### [Records for this exercise]
•••
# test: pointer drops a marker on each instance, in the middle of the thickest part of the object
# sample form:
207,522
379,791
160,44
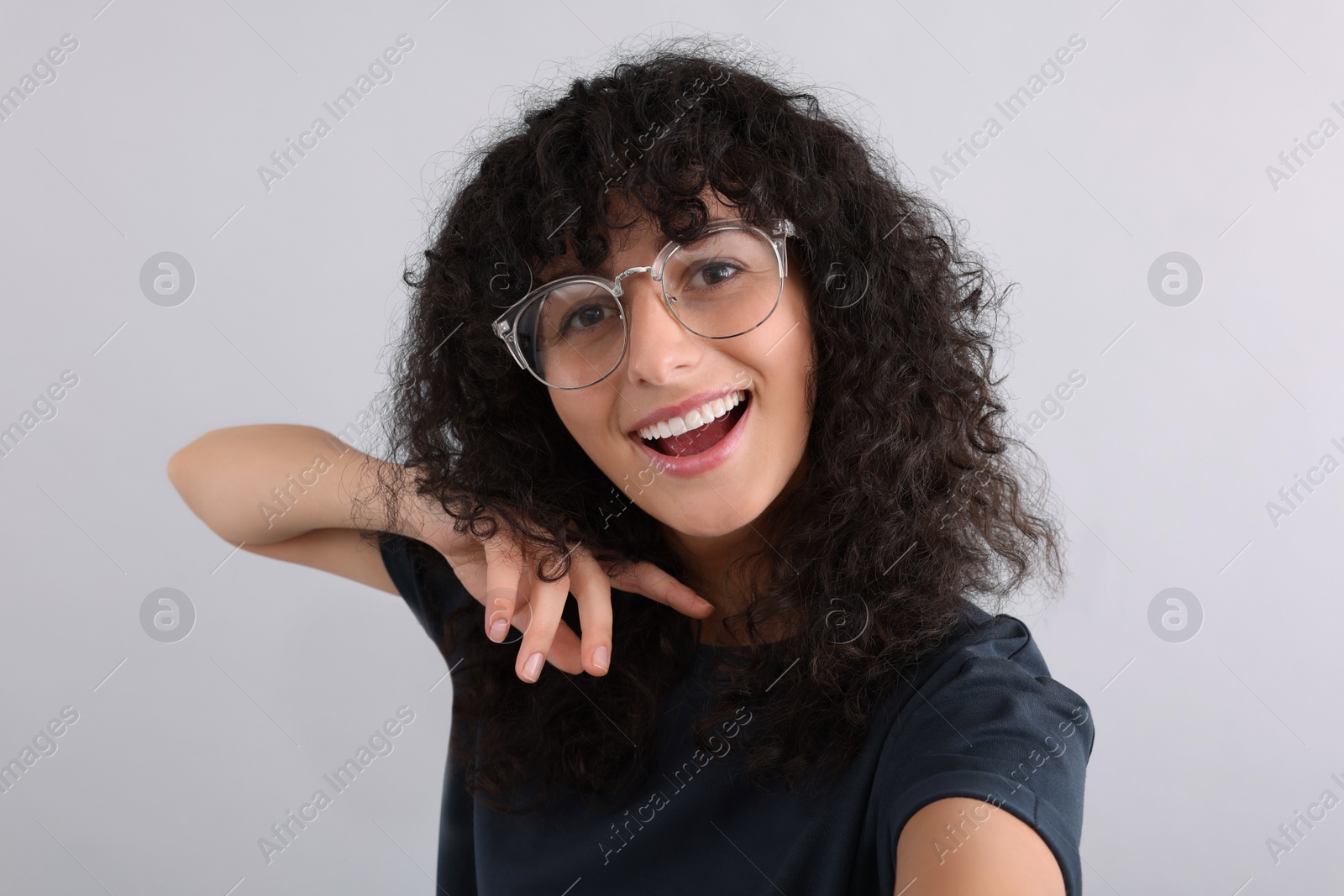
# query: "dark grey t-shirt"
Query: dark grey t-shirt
981,718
•••
### [Do this]
Copy all of the rows above line for line, without changing anything. Leave out the pictures.

### [Written response]
# test: pointer drops a marker on each instance, in the middle of the thickest part of the object
# sample form:
207,522
379,791
160,44
# query: "dark grey t-shirt"
Query: dark grey t-shirt
981,718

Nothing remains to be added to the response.